--- START Material shown ---

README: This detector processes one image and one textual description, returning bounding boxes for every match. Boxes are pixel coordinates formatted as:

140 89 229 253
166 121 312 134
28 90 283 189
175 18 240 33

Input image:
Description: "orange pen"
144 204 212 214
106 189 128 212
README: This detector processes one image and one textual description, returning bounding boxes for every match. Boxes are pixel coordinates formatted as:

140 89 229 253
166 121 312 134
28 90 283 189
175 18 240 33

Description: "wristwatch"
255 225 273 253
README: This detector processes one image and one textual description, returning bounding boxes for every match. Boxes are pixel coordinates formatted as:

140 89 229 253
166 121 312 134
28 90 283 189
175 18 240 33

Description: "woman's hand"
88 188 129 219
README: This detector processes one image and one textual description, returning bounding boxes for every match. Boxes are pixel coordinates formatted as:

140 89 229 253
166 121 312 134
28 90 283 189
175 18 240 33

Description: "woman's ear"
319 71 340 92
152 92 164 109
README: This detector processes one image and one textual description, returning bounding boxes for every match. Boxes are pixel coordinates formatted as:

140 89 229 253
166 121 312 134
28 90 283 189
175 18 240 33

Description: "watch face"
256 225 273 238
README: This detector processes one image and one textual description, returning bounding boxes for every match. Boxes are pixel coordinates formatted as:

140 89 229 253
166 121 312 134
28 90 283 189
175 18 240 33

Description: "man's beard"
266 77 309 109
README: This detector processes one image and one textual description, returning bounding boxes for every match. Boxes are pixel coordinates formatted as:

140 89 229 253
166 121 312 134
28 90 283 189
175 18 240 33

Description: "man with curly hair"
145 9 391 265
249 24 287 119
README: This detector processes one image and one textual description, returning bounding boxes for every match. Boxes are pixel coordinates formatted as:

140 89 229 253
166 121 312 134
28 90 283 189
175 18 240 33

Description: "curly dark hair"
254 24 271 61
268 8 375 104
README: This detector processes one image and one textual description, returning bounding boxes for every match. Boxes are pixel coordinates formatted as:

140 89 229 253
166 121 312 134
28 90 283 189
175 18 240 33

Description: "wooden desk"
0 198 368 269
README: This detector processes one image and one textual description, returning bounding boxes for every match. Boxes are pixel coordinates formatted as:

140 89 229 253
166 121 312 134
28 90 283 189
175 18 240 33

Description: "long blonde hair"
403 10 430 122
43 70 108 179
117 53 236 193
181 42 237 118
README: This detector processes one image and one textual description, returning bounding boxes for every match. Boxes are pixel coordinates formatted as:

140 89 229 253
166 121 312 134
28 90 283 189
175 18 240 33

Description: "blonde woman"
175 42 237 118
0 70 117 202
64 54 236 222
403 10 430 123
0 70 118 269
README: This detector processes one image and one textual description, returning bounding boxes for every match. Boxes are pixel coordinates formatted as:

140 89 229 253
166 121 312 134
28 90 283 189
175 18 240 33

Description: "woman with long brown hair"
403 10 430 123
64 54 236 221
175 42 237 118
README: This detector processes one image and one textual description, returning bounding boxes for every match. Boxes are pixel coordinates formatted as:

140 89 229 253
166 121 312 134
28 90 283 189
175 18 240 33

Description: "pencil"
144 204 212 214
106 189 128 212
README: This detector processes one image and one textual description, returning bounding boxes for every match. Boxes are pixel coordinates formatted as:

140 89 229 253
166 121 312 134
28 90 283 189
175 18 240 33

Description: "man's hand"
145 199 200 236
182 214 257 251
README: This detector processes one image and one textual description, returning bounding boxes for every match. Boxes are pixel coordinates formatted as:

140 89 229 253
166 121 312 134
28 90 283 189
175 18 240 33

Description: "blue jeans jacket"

--- END Material shown ---

Please update the items above so that "detector" becomes "locator" everywhere, with nothing else altered.

§ **Correct answer**
README: This locator processes one image and one textual description, returning bounding boxes for every match. Boxes are pixel coordinates formatted as:

140 89 229 253
166 121 312 134
28 90 283 189
175 18 240 33

Input image:
Description: "orange pen"
144 204 212 214
106 189 128 212
README: This locator processes one image and one textual description, returning bounding boxes for every match. Boxes are pixel coordinates formatted as:

140 89 229 253
166 121 312 134
28 90 283 189
175 18 240 33

Description: "wristwatch"
255 225 273 253
README: This locator processes one image and one textual description, returning bounding boxes for every match. Boxes are pixel coordinates formatted as:

140 89 229 253
166 121 312 134
28 90 283 189
175 18 240 33

Description: "woman's hand"
88 188 129 219
README: This locator processes one image and one textual description, returning bounding boxes for every match. Boxes are pixel coordinates formatted as:

140 89 229 253
166 121 312 134
28 90 283 189
175 18 240 33

Description: "woman's ear"
319 71 340 92
152 92 164 109
README: This locator processes one image and one textual description, returning bounding boxes for every match. Boxes are pixel coordinates formatted as:

140 89 229 253
166 121 312 134
28 90 283 189
175 18 240 33

Description: "watch face"
256 225 273 238
README: This locator processes one image and one textual description, returning bounding boxes for every match. Boxes are pixel coordinates formatted as:

140 89 229 253
166 121 312 134
28 90 283 189
175 18 240 33

Description: "man's beard"
266 77 309 109
README: This locator processes one image and one textual description, returning bounding boxes for every match. Boxes are pixel coordinates formatted as:

140 89 229 253
166 121 312 134
28 90 283 189
175 18 240 33

Description: "man with curly hair"
145 9 391 265
249 24 287 119
README: This locator processes one image and one textual description, returning bounding boxes for every match. Boxes are pixel coordinates formatted as:

140 89 229 253
166 121 312 134
28 90 283 189
175 18 240 33

Description: "curly dark hair"
254 24 271 61
268 8 375 104
README: This locator processes one image and one textual description, returning bounding boxes for every match. Boxes are pixel coordinates formatted as:

140 89 229 253
166 121 312 134
28 90 283 189
175 18 240 33

Description: "wooden desk"
0 198 368 269
README: This locator processes one image and one textual description, returning bounding boxes for every match. Boxes are pixel coordinates formatted as:

140 89 229 253
166 121 312 134
28 90 283 189
175 18 240 33

Description: "long blonde hair"
403 10 430 122
43 70 108 179
117 53 236 193
181 42 237 118
README: This locator processes one image and one textual description, returning bounding boxes for every match. Boxes are pixel coordinates formatted as:

140 89 229 253
166 121 312 134
28 90 283 189
175 18 240 33

Description: "blonde woman"
175 42 237 118
0 70 117 202
64 54 236 222
403 10 430 123
0 70 118 269
README: This locator processes one image and one textual description, returning bounding boxes for every match. Boxes are pixel coordinates formatted as:

140 89 229 253
166 121 312 134
28 90 283 189
175 18 240 33

Description: "woman with long brown hair"
403 10 430 123
64 54 236 221
175 42 237 118
README: This locator processes one image and one textual description, returning bounding boxes for every match. Boxes are pixel coordinates formatted as:

140 89 229 253
166 121 312 134
28 90 283 189
175 18 240 33

Description: "pencil"
144 204 212 214
106 189 128 212
README: This locator processes one image and one textual description, returning bounding boxes for every match. Boxes are pixel coordinates formatted as:

140 89 229 253
166 121 312 134
28 90 283 189
175 18 240 33

Description: "man's hand"
145 199 200 236
182 214 257 251
README: This locator processes one image and one textual description, returning bounding boxes for every match. Boxes are pixel coordinates formatted as:

140 89 229 253
166 121 312 134
28 90 283 189
175 18 240 33

Description: "blue jeans jacket"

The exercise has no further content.